» 指示 1: 記録のうち、「negative clicks: (886, 387)」を含む行から記録の最後の行までを、両端の行も含めて一字一句変えずに引用してください。

---------------

目からウロコが落ちる話

目からウロコが落ちる話

弊社前会長、齋藤隆による食に纏わることを綴ったコラムです。

第3回 百鼠(ひゃくねずみ)の心

top_column_3.jpg2回目で、食材の特質を活かした調理の大切さをお話しました。食材の特質を活かす大切な調理に調味があります。今回は調味のお話をします。
うまみ調味料(味の素、ハイミーなど)については賛否両論です。筆者の周りには食のプロが沢山います。そうした達人たちのほとんどが、うまみ調味料を良く云いません。今、うまみ調味料は不利な立場に立たされています。でも本当にそうでしょうか?

ここで問題です。
うまみ調味料を1年間に1回以上使った家庭は何割でしょう?
答え 44%(2006年1年間の食MAPデータより)

---------------

» 指示 2: 本文によると、このコラムを綴ったのは誰か。

» 演習データ:
---------------

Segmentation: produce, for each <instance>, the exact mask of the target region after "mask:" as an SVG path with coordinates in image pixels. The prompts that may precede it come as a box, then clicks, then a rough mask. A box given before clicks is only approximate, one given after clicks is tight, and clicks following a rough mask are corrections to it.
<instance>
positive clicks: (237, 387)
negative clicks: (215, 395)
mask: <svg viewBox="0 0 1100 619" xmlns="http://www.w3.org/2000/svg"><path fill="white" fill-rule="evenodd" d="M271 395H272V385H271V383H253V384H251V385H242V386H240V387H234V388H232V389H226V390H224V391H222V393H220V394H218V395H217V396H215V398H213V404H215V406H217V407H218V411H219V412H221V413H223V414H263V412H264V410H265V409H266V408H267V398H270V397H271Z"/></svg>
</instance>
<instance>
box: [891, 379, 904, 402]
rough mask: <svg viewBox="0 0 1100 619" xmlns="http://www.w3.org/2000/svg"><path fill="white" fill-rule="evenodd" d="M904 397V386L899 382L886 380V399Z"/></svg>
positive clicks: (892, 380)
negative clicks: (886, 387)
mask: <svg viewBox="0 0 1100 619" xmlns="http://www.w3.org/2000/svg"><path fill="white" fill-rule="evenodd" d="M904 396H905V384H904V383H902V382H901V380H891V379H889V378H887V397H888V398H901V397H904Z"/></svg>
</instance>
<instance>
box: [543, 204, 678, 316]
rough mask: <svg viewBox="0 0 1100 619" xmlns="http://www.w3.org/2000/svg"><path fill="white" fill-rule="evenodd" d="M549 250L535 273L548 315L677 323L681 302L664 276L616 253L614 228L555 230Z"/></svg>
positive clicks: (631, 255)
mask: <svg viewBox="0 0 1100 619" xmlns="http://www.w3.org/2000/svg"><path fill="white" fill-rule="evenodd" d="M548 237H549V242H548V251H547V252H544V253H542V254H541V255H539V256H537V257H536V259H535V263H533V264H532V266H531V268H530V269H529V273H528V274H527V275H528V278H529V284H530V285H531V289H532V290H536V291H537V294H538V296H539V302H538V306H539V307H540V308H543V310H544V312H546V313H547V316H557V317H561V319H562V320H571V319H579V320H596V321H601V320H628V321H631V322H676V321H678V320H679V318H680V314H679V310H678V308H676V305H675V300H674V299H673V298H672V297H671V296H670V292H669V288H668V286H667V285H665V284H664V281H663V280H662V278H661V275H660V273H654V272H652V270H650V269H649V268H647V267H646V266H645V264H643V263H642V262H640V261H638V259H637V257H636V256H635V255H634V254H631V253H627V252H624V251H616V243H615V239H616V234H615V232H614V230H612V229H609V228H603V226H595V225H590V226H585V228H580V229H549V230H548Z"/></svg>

---------------

» 解答 1:
negative clicks: (886, 387)
mask: <svg viewBox="0 0 1100 619" xmlns="http://www.w3.org/2000/svg"><path fill="white" fill-rule="evenodd" d="M904 396H905V384H904V383H902V382H901V380H891V379H889V378H887V397H888V398H901V397H904Z"/></svg>
</instance>
<instance>
box: [543, 204, 678, 316]
rough mask: <svg viewBox="0 0 1100 619" xmlns="http://www.w3.org/2000/svg"><path fill="white" fill-rule="evenodd" d="M549 250L535 273L548 315L677 323L681 302L664 276L616 253L614 228L555 230Z"/></svg>
positive clicks: (631, 255)
mask: <svg viewBox="0 0 1100 619" xmlns="http://www.w3.org/2000/svg"><path fill="white" fill-rule="evenodd" d="M548 237H549V242H548V251H547V252H544V253H542V254H541V255H539V256H537V257H536V259H535V263H533V264H532V266H531V268H530V269H529V273H528V274H527V275H528V278H529V284H530V285H531V289H532V290H536V291H537V294H538V296H539V302H538V306H539V307H540V308H543V310H544V312H546V313H547V316H557V317H561V319H562V320H571V319H579V320H596V321H601V320H628V321H631V322H676V321H678V320H679V318H680V314H679V310H678V308H676V305H675V300H674V299H673V298H672V297H671V296H670V292H669V288H668V286H667V285H665V284H664V281H663V280H662V278H661V275H660V273H654V272H652V270H650V269H649V268H647V267H646V266H645V264H643V263H642V262H640V261H638V259H637V257H636V256H635V255H634V254H631V253H627V252H624V251H616V243H615V239H616V234H615V232H614V230H612V229H609V228H603V226H595V225H590V226H585V228H580V229H549V230H548Z"/></svg>

» 解答 2: 前会長の齋藤隆。